Begin Given data

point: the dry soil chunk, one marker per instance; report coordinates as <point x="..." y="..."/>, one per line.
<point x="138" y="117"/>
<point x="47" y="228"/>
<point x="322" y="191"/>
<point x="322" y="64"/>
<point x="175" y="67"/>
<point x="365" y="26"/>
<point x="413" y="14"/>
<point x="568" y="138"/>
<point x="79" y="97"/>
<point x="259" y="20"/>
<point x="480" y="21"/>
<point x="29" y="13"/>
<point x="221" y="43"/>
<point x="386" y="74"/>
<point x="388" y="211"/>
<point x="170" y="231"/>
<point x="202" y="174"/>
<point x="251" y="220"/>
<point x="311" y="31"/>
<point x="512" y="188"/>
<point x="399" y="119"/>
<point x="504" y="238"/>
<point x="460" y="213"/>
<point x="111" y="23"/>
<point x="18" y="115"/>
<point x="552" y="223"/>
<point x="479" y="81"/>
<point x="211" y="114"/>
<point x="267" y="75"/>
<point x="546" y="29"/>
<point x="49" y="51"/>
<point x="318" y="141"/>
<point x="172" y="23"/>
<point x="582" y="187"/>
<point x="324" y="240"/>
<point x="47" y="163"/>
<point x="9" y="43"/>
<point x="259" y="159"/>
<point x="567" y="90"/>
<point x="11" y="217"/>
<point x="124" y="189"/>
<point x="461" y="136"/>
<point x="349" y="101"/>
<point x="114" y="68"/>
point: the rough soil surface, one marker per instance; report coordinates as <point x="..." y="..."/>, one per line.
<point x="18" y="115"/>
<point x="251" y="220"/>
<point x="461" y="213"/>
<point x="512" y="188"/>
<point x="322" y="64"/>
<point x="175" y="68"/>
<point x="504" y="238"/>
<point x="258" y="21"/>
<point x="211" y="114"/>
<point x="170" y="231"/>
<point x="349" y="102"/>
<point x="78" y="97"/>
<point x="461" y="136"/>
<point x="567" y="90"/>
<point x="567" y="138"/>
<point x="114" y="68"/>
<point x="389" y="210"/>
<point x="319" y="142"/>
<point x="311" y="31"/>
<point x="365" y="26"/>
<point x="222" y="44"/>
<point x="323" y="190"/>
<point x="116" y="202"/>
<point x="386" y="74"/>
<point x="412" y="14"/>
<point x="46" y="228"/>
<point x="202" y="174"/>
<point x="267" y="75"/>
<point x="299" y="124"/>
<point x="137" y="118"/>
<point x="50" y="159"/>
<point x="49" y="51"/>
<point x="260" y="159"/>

End Given data

### Do this
Repeat the material above in full, keeping every word.

### Response to this exercise
point: the dry soil chunk, one marker per instance; report coordinates as <point x="..." y="..."/>, one per line.
<point x="138" y="117"/>
<point x="47" y="228"/>
<point x="322" y="191"/>
<point x="322" y="64"/>
<point x="175" y="67"/>
<point x="365" y="26"/>
<point x="413" y="14"/>
<point x="568" y="138"/>
<point x="79" y="97"/>
<point x="259" y="20"/>
<point x="480" y="21"/>
<point x="29" y="13"/>
<point x="221" y="43"/>
<point x="386" y="74"/>
<point x="388" y="211"/>
<point x="170" y="231"/>
<point x="202" y="174"/>
<point x="251" y="220"/>
<point x="311" y="31"/>
<point x="512" y="188"/>
<point x="399" y="119"/>
<point x="504" y="238"/>
<point x="460" y="213"/>
<point x="111" y="23"/>
<point x="18" y="115"/>
<point x="552" y="223"/>
<point x="479" y="81"/>
<point x="211" y="114"/>
<point x="267" y="75"/>
<point x="546" y="29"/>
<point x="49" y="51"/>
<point x="318" y="141"/>
<point x="172" y="23"/>
<point x="582" y="187"/>
<point x="324" y="240"/>
<point x="47" y="163"/>
<point x="9" y="43"/>
<point x="259" y="159"/>
<point x="567" y="90"/>
<point x="11" y="217"/>
<point x="124" y="189"/>
<point x="461" y="136"/>
<point x="349" y="101"/>
<point x="114" y="68"/>
point: the rough soil surface, one marker per instance; report coordinates as <point x="..." y="..."/>, one per line.
<point x="18" y="115"/>
<point x="251" y="220"/>
<point x="461" y="213"/>
<point x="512" y="188"/>
<point x="322" y="64"/>
<point x="175" y="68"/>
<point x="504" y="238"/>
<point x="258" y="21"/>
<point x="211" y="114"/>
<point x="170" y="231"/>
<point x="349" y="102"/>
<point x="78" y="97"/>
<point x="461" y="136"/>
<point x="567" y="90"/>
<point x="567" y="138"/>
<point x="114" y="68"/>
<point x="389" y="210"/>
<point x="319" y="142"/>
<point x="311" y="31"/>
<point x="365" y="26"/>
<point x="222" y="44"/>
<point x="323" y="190"/>
<point x="116" y="202"/>
<point x="386" y="74"/>
<point x="412" y="14"/>
<point x="46" y="228"/>
<point x="202" y="174"/>
<point x="267" y="75"/>
<point x="299" y="124"/>
<point x="137" y="118"/>
<point x="50" y="159"/>
<point x="49" y="51"/>
<point x="260" y="159"/>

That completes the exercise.